→ GIVEN PROBLEM
Please return the material below word for word, with every line in its original order.

→ SUPPLIED ENTRIES

>>>

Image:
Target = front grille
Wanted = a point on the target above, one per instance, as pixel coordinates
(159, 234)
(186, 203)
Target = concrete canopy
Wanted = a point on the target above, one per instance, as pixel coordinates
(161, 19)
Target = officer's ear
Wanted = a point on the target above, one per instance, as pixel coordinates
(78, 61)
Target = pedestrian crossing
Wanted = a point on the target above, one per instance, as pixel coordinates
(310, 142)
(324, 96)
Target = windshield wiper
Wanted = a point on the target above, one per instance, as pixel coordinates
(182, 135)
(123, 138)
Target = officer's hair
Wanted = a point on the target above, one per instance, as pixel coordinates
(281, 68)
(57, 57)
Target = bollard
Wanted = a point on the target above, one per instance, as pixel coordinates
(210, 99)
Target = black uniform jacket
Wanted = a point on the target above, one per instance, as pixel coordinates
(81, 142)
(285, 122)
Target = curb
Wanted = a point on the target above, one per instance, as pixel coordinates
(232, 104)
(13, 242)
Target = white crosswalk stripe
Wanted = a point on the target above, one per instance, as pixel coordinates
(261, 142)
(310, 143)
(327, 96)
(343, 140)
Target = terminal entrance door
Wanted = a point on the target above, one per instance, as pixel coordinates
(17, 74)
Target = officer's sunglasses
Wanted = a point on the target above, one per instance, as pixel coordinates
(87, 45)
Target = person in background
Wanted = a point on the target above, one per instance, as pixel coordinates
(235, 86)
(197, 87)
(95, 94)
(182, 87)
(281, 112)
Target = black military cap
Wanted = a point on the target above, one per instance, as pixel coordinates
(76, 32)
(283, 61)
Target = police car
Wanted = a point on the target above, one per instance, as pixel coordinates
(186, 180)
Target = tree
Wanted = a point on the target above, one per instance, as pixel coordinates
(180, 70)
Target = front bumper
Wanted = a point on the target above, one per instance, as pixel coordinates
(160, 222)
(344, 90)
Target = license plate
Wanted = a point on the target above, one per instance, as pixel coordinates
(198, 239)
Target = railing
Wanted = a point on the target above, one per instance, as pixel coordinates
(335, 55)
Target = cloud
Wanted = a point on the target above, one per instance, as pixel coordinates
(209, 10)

<<<

→ EXERCISE SOLUTION
Image:
Target = front grille
Wanted = a point on the target above, one per instance, as pixel coordinates
(159, 234)
(186, 203)
Target = concrete canopy
Wanted = a point on the target above, one per instance, as pixel coordinates
(161, 19)
Target = officer's ear
Wanted = a point on the target above, one per instance, as pixel coordinates
(78, 61)
Target = pedestrian crossing
Wanted = a point on the target above, one per instance, as pixel coordinates
(310, 142)
(324, 96)
Target = windshield wiper
Wanted = a point on the target above, one per instance, as pixel coordinates
(182, 135)
(123, 138)
Target = officer's hair
Wanted = a point on the target above, one per instance, as pixel coordinates
(281, 68)
(57, 57)
Target = bollard
Wanted = a point on the target above, one per instance, as pixel coordinates
(210, 99)
Target = black uniform jacket
Wanted = a point on the target above, one per instance, as pixel coordinates
(81, 142)
(285, 122)
Target = curb
Wanted = a point on the target above, one per instance, as pixel coordinates
(232, 104)
(13, 242)
Target = white crosswalk stripe
Wanted = a point on the target above, one per instance, as pixel coordinates
(261, 142)
(310, 143)
(327, 96)
(343, 140)
Target = terminal entrance door
Wanted = a point on the target above, one per instance, as pixel coordinates
(17, 74)
Target = officer's sunglasses
Wanted = a point on the target above, one per instance, as pixel coordinates
(87, 45)
Target = person in background
Wanted = a point on the target above, one per instance, as pixel coordinates
(235, 86)
(197, 87)
(95, 94)
(182, 87)
(281, 112)
Target = black military cap
Wanted = a point on the target above, one per instance, as pixel coordinates
(76, 32)
(283, 61)
Target = police car
Wanted = a point on the target above, one per instance, as pixel coordinates
(186, 180)
Target = tree
Wanted = a point on the target above, one per instance, as pixel coordinates
(180, 70)
Target = front bumper
Wanted = a point on the target above, one per instance, as pixel coordinates
(160, 222)
(344, 90)
Target = license plate
Wanted = a point on the target above, one per instance, as pixel coordinates
(198, 239)
Target = railing
Wanted = a point on the target above, one per instance, as pixel coordinates
(335, 55)
Target = cloud
Wanted = a point on the target above, one per instance, as pixel coordinates
(209, 10)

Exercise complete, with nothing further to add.